* _TEXT SEGMENT_:
The aims of the review are to shave costs by 5%, to standardise procurement for PPP projects and to prevent failure in large projects. Deryk Eke, OGC construction director, says the review is necessary because the early stages of a project were not being fully considered. "If a project is set up in the right way to begin with, it has more chance of success. Spotting a bad project early on is very important." He adds that he hasn't seen any evidence of an underspend in construction, but that getting government departments to focus on best value has taken time.

"Achieving Excellence, which was launched two years ago to address getting value for money is now starting to have some effect. A cultural change had to take place in government departments, but the industry has to recognise there is an alternative to 'business as usual', too." And it's not just in the area of procurement that the government is slowing down the construction industry.

* _TASKS TO CARRY OUT_:
a) Reproduce the passage about the OGC review word for word, starting with "The aims of" and going on through "has taken time.".
b) List every aim of the review that the passage about the OGC review names.
c) Based on the passage about the OGC review, state whether each statement agrees with it, and quote the words that decide each case.
(i) Deryk Eke says he has seen evidence of an underspend in construction.
(ii) Achieving Excellence was launched two years ago.
(iii) One aim of the review is to cut costs by 10%.

* _GIVEN DATA_:
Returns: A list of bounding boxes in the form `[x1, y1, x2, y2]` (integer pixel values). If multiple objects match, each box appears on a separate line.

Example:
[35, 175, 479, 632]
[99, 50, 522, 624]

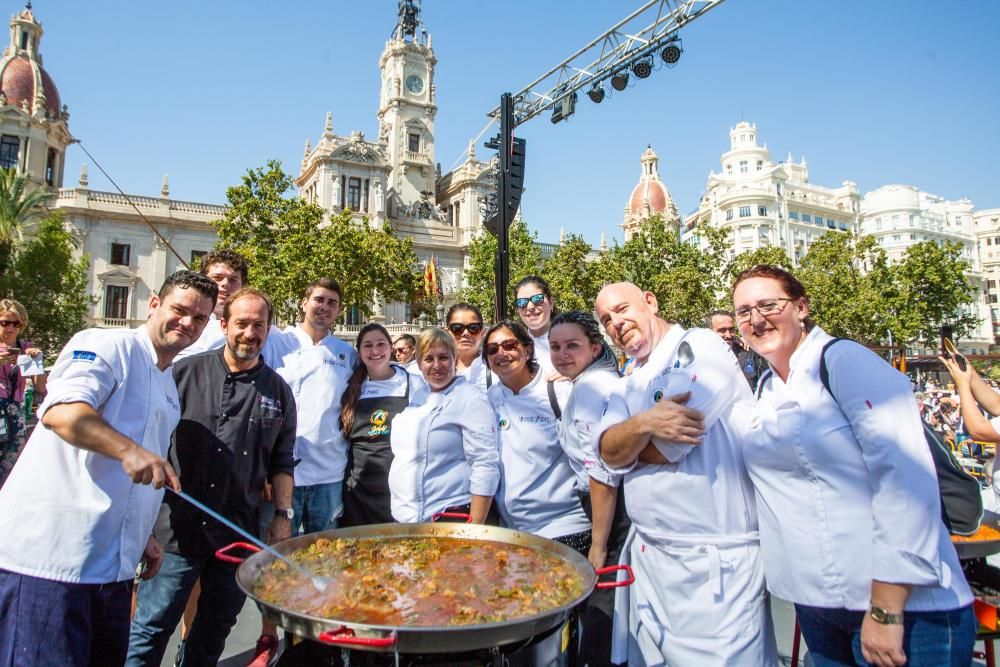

* _SOLUTION LIST_:
a)
The aims of the review are to shave costs by 5%, to standardise procurement for PPP projects and to prevent failure in large projects. Deryk Eke, OGC construction director, says the review is necessary because the early stages of a project were not being fully considered. "If a project is set up in the right way to begin with, it has more chance of success. Spotting a bad project early on is very important." He adds that he hasn't seen any evidence of an underspend in construction, but that getting government departments to focus on best value has taken time.

b)
- To shave costs by 5%
- To standardise procurement for PPP projects
- To prevent failure in large projects

c)
(i) No: "he hasn't seen any evidence of an underspend in construction"
(ii) Yes: "Achieving Excellence, which was launched two years ago"
(iii) No: "to shave costs by 5%"